▶ SUPPLIED DATA:
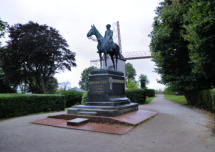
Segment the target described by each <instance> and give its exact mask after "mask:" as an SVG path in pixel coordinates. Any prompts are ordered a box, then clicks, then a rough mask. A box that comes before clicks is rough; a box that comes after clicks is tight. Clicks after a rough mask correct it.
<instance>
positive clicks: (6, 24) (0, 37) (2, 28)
mask: <svg viewBox="0 0 215 152" xmlns="http://www.w3.org/2000/svg"><path fill="white" fill-rule="evenodd" d="M7 27H8V24H7V22H4V21H2V20H1V19H0V38H1V37H3V36H4V34H5V30H6V28H7ZM0 44H1V42H0Z"/></svg>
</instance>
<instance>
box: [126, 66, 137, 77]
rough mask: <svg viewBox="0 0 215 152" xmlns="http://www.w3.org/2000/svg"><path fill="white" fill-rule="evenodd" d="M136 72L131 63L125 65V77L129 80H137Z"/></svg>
mask: <svg viewBox="0 0 215 152" xmlns="http://www.w3.org/2000/svg"><path fill="white" fill-rule="evenodd" d="M136 75H137V74H136V70H135V68H134V67H133V65H132V64H131V63H126V64H125V76H126V78H127V79H130V80H135V76H136Z"/></svg>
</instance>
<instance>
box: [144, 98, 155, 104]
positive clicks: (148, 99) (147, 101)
mask: <svg viewBox="0 0 215 152" xmlns="http://www.w3.org/2000/svg"><path fill="white" fill-rule="evenodd" d="M152 99H154V97H146V102H145V104H149V103H150V102H151V101H152Z"/></svg>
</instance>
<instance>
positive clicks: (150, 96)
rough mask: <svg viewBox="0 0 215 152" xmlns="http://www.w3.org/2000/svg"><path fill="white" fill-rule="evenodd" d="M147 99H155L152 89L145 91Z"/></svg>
mask: <svg viewBox="0 0 215 152" xmlns="http://www.w3.org/2000/svg"><path fill="white" fill-rule="evenodd" d="M145 91H146V96H147V97H155V90H154V89H145Z"/></svg>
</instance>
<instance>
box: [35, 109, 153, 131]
mask: <svg viewBox="0 0 215 152" xmlns="http://www.w3.org/2000/svg"><path fill="white" fill-rule="evenodd" d="M156 115H157V113H156V112H152V111H145V110H138V111H135V112H130V113H127V114H123V115H120V116H116V117H99V116H77V115H66V114H65V115H56V116H50V117H48V118H45V119H41V120H36V121H34V122H32V123H34V124H40V125H47V126H54V127H61V128H69V129H78V130H88V131H96V132H102V133H110V134H119V135H122V134H126V133H127V132H129V131H130V130H131V129H132V128H134V127H135V126H136V125H139V124H141V123H143V122H144V121H146V120H148V119H150V118H152V117H154V116H156ZM74 118H88V119H89V122H87V123H85V124H82V125H79V126H72V125H67V120H70V119H74Z"/></svg>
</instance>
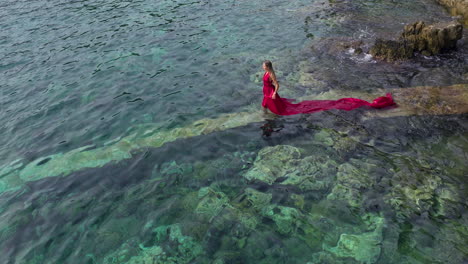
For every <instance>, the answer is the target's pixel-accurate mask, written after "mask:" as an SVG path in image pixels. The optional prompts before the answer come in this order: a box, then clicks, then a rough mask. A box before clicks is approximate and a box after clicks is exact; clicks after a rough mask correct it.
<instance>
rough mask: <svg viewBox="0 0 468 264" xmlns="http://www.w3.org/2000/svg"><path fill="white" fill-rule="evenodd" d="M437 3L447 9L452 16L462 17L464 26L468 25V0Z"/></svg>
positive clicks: (439, 1) (453, 0)
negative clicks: (454, 15)
mask: <svg viewBox="0 0 468 264" xmlns="http://www.w3.org/2000/svg"><path fill="white" fill-rule="evenodd" d="M437 2H439V4H441V5H443V6H445V7H447V8H448V9H449V11H450V13H451V14H452V15H455V16H458V15H460V16H462V17H463V21H464V23H465V25H467V24H468V0H437Z"/></svg>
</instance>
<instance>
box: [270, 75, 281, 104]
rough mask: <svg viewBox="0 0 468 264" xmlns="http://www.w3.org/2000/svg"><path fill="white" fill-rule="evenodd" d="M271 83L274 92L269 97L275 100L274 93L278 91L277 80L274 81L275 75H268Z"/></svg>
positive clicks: (274, 94)
mask: <svg viewBox="0 0 468 264" xmlns="http://www.w3.org/2000/svg"><path fill="white" fill-rule="evenodd" d="M270 78H271V81H272V82H273V85H274V86H275V91H274V92H273V94H272V95H271V98H273V99H275V98H276V93H277V92H278V90H279V83H278V80H276V75H275V74H270Z"/></svg>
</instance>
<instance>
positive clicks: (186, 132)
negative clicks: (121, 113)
mask: <svg viewBox="0 0 468 264" xmlns="http://www.w3.org/2000/svg"><path fill="white" fill-rule="evenodd" d="M467 88H468V84H458V85H452V86H446V87H413V88H405V89H402V88H396V89H393V90H389V91H387V92H391V93H392V94H393V97H394V99H395V102H396V103H397V104H398V107H397V108H393V109H387V110H378V111H369V112H368V113H367V114H366V118H382V117H395V116H409V115H450V114H463V113H468V89H467ZM380 93H383V91H381V92H380ZM340 97H359V98H362V99H365V100H372V98H375V94H373V95H371V94H368V93H362V92H361V93H360V92H352V93H349V94H336V93H333V92H332V93H323V94H321V95H320V96H315V97H314V98H312V97H304V98H298V100H311V99H314V100H319V99H327V98H340ZM264 119H265V117H264V115H263V114H262V113H261V111H258V109H256V110H255V111H244V112H238V113H230V114H223V115H220V116H219V117H217V118H206V119H201V120H198V121H195V122H194V123H192V124H189V125H187V126H185V127H178V128H174V129H172V130H161V129H160V128H159V126H158V125H157V124H153V125H152V126H149V125H144V126H141V127H137V128H136V131H141V133H140V134H139V135H138V133H135V134H132V135H129V136H126V137H124V138H122V139H120V140H118V141H115V142H109V144H105V145H104V146H102V147H98V148H93V149H89V146H84V147H81V148H78V149H74V150H71V151H69V152H66V153H57V154H54V155H50V156H48V157H40V158H38V159H36V160H34V161H32V162H29V163H27V164H24V163H23V161H22V160H21V159H18V160H15V161H13V162H12V163H10V164H7V165H5V166H2V167H0V194H1V193H3V192H6V191H16V190H18V189H20V188H21V187H22V186H24V184H25V183H27V182H31V181H36V180H40V179H43V178H47V177H57V176H66V175H69V174H71V173H73V172H76V171H79V170H81V169H87V168H98V167H102V166H105V165H106V164H107V163H110V162H118V161H121V160H125V159H129V158H131V157H132V153H135V151H138V150H140V149H144V148H147V147H152V148H158V147H161V146H162V145H164V144H166V143H170V142H174V141H176V140H178V139H186V138H190V137H195V136H201V135H205V134H209V133H213V132H217V131H223V130H227V129H231V128H235V127H240V126H245V125H247V124H250V123H254V122H261V121H263V120H264Z"/></svg>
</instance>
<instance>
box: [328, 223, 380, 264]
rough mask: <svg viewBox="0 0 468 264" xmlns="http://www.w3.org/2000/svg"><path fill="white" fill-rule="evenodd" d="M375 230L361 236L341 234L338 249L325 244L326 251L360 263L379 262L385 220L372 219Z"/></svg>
mask: <svg viewBox="0 0 468 264" xmlns="http://www.w3.org/2000/svg"><path fill="white" fill-rule="evenodd" d="M372 225H373V228H374V230H373V231H371V232H364V233H360V234H345V233H344V234H341V236H340V239H339V241H338V243H337V245H336V247H329V246H327V245H326V244H324V250H326V251H328V252H330V253H332V254H333V255H335V256H336V257H339V258H353V259H355V260H356V261H358V262H359V263H366V264H371V263H375V262H377V260H378V259H379V256H380V252H381V243H382V239H383V236H382V233H383V228H384V226H385V220H384V218H382V217H379V216H373V217H372Z"/></svg>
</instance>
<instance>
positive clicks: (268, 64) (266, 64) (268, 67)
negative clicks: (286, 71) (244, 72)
mask: <svg viewBox="0 0 468 264" xmlns="http://www.w3.org/2000/svg"><path fill="white" fill-rule="evenodd" d="M263 63H264V64H265V66H266V67H267V71H268V72H270V73H271V72H275V71H274V70H273V63H271V61H269V60H266V61H264V62H263Z"/></svg>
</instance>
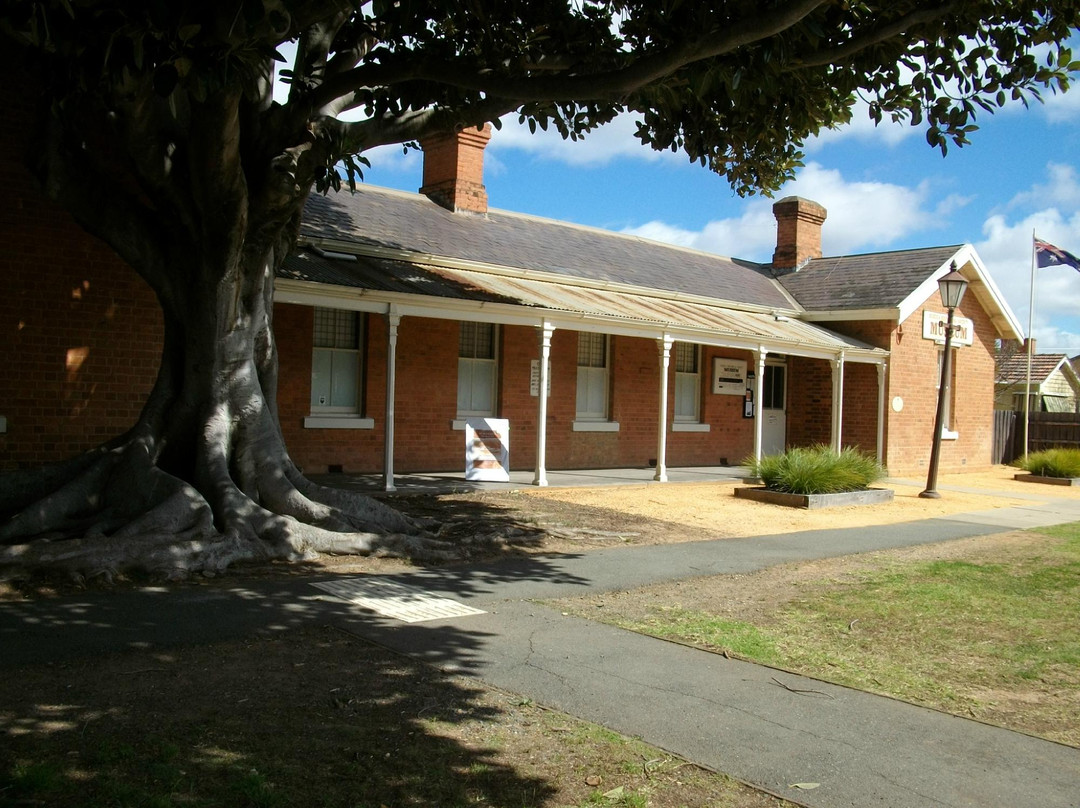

▶ TASK DETAILS: Scan the listing above and work out how many of its lines contain the word "exact". Report only that number.

▶ EXERCISE SOLUTION: 2